==== TASK INPUTS

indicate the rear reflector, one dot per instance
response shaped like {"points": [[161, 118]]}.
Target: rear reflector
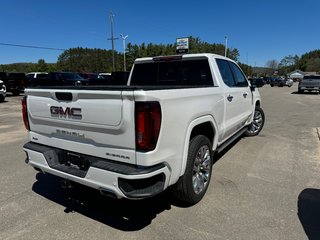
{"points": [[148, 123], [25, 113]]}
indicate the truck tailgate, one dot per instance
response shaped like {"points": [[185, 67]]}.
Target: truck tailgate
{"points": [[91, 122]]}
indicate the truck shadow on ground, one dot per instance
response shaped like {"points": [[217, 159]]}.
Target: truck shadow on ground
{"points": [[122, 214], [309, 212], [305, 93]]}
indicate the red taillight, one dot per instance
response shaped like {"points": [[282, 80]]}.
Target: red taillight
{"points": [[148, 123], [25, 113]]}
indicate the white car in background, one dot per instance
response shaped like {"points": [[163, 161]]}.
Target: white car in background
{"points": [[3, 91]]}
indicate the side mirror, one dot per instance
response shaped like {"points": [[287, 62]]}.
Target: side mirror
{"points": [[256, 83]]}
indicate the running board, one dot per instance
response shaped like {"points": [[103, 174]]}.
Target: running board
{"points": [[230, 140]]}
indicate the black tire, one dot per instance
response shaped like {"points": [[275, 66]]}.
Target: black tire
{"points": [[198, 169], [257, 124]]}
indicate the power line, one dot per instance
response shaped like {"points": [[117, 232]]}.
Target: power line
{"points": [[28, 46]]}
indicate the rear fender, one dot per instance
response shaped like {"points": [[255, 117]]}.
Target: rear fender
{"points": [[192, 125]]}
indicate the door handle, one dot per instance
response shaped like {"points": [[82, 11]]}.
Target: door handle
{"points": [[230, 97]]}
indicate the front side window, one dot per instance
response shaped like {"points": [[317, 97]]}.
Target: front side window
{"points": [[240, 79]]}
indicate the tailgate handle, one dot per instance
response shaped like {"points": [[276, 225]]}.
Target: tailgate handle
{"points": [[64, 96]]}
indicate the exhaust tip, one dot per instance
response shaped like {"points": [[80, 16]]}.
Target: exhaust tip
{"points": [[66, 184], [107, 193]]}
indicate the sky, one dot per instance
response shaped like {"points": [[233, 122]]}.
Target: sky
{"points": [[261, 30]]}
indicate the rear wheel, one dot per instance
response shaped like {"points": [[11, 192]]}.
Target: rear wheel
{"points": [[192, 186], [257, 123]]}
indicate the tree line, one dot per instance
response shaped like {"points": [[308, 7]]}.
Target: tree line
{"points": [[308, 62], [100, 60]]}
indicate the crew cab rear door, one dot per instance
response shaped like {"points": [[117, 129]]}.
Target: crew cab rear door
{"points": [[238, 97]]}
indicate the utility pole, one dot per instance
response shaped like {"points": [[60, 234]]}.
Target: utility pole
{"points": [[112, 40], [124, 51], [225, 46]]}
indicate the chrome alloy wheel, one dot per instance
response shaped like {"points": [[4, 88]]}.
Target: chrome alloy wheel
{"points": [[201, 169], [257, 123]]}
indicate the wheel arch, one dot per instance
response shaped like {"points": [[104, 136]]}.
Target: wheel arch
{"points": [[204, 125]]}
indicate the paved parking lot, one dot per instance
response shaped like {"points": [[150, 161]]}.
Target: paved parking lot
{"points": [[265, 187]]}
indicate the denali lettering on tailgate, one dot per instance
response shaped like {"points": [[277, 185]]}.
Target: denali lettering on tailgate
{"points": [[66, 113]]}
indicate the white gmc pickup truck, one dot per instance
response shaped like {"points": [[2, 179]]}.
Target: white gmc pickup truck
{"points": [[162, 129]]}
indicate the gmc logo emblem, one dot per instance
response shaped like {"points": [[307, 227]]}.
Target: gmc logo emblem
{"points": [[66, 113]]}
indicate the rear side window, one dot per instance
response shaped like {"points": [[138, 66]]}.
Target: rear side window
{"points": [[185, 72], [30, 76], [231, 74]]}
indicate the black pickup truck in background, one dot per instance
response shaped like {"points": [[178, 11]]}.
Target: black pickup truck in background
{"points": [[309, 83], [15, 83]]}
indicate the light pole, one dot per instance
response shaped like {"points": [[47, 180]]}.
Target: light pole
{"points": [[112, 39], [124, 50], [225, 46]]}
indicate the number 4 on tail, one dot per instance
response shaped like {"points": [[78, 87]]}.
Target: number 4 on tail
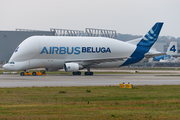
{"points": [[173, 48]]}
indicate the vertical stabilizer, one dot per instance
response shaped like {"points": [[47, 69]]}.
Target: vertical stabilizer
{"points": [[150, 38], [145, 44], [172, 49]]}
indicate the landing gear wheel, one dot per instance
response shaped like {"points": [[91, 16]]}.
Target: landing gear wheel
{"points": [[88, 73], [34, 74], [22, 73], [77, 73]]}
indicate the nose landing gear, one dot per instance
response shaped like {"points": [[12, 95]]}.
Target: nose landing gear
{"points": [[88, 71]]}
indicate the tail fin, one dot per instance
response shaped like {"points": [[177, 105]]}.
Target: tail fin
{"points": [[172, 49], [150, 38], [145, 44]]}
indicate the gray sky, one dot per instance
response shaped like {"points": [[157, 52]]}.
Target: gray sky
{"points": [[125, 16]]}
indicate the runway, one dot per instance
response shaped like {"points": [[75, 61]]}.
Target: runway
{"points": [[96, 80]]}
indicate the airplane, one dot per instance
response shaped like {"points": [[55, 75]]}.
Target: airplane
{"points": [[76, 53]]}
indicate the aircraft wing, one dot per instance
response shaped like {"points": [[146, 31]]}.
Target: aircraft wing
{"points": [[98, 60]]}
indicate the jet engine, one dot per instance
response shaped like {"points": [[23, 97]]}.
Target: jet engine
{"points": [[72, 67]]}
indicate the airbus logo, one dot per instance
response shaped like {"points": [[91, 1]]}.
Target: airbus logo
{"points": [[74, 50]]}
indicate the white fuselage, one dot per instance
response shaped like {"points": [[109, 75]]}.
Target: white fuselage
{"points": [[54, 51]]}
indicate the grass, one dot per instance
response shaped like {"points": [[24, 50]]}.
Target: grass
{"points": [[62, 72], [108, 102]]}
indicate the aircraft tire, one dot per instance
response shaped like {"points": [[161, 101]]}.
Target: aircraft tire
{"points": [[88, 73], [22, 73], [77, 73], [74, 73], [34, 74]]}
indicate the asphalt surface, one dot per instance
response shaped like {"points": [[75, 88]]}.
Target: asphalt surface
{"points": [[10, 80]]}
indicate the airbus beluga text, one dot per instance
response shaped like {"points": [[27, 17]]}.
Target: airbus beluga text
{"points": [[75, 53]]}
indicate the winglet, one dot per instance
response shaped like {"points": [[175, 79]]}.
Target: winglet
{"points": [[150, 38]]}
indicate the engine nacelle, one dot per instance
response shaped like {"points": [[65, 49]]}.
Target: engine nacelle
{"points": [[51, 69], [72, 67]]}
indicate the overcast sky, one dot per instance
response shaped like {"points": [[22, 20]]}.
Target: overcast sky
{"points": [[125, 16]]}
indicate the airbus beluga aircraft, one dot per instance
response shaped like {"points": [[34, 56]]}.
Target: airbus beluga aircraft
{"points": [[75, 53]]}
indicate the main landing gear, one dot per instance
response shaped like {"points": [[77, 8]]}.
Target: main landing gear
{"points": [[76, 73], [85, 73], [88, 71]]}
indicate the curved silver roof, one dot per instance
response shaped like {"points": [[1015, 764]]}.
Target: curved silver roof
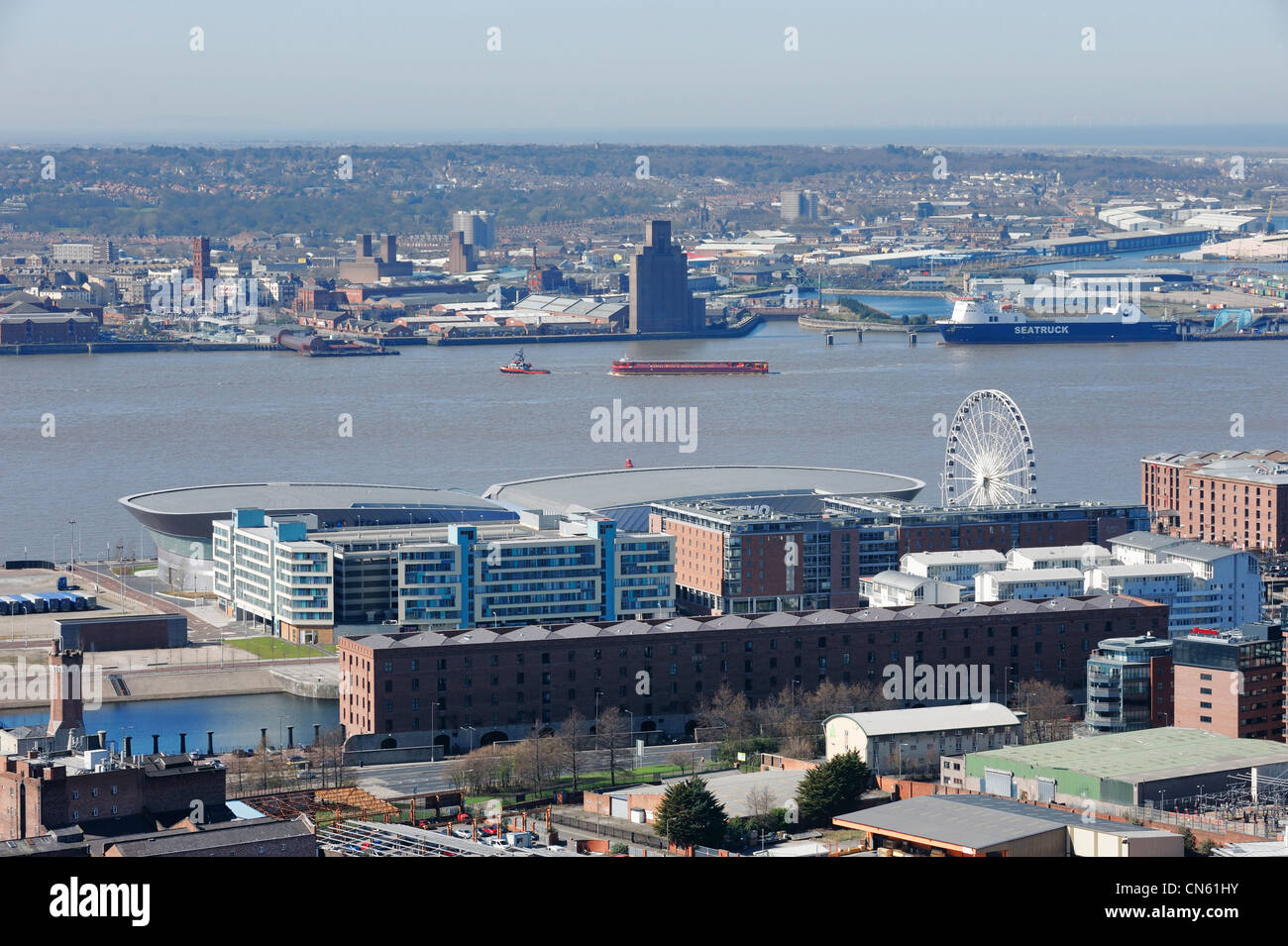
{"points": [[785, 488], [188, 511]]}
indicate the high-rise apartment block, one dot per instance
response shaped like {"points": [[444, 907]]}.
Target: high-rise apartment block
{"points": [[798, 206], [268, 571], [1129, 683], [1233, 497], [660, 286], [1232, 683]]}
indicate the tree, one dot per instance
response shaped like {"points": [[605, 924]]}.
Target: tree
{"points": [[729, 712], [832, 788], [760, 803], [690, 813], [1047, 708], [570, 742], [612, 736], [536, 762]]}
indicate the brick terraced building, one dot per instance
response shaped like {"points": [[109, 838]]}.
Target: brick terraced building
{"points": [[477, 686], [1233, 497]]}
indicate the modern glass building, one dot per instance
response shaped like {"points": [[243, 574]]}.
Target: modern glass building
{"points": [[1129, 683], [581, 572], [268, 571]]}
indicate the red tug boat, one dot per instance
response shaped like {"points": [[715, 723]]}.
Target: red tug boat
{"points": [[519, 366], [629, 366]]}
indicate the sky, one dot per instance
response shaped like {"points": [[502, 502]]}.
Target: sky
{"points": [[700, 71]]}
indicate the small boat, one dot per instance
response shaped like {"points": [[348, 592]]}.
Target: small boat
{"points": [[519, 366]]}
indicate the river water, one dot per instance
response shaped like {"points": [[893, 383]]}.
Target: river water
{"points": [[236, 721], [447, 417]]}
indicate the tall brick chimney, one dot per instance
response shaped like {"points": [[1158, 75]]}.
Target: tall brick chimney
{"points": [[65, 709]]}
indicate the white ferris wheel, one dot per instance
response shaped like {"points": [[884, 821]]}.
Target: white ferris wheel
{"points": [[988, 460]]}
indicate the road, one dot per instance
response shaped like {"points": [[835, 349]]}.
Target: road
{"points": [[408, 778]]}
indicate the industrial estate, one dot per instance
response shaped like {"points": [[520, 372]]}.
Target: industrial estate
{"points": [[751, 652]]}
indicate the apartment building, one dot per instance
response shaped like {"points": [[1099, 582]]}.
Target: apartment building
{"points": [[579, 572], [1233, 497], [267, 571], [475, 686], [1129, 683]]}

========

WORK INSTRUCTIONS:
Looking above, find the stretch of lines that opens with the one holding "Target: light pole" and closes with the one holding "indicate the vertical". Copy it exactly, pictures excluded.

EXPECTED ANSWER:
Target: light pole
{"points": [[112, 39], [124, 50], [225, 46]]}
indicate the number 4 on tail, one dot per instance
response shaped like {"points": [[78, 87]]}.
Target: number 4 on tail
{"points": [[173, 48]]}
indicate the vertical stabilizer, one dot per instance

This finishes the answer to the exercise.